**WHAT TO WORK ON**
Report every line in the records below that contains the word "instance", copying each of those lines in full.

**EXTRACTED RECORDS**
※
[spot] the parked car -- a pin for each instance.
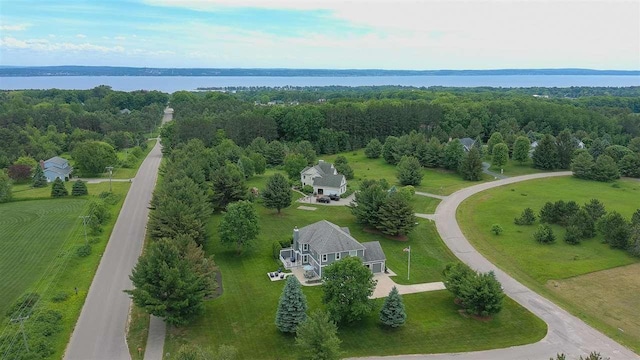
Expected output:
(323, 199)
※
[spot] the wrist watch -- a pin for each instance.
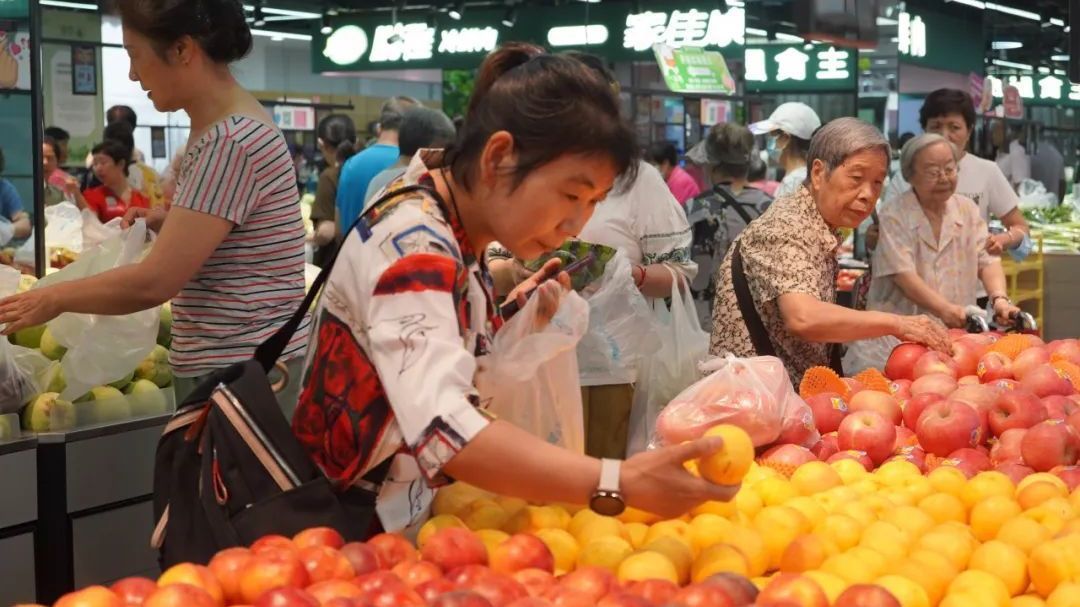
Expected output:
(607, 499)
※
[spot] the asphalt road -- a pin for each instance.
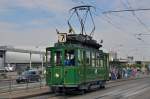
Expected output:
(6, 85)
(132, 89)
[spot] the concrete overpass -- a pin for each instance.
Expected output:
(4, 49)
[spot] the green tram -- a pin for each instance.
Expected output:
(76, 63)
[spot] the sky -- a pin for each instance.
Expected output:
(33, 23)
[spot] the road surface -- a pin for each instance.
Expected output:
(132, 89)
※
**RESPONSE TO THIS EXERCISE**
[spot] the parked car -- a pin for each instance.
[spot] the wrist watch -- a pin for each instance.
[spot] the asphalt road -- a pin for each instance.
[spot] the concrete overpass -- a pin for each instance.
[spot] the green tram -- a pin for each instance.
[spot] the sky -- a pin for each instance.
[spot] the road surface -- a pin for each instance.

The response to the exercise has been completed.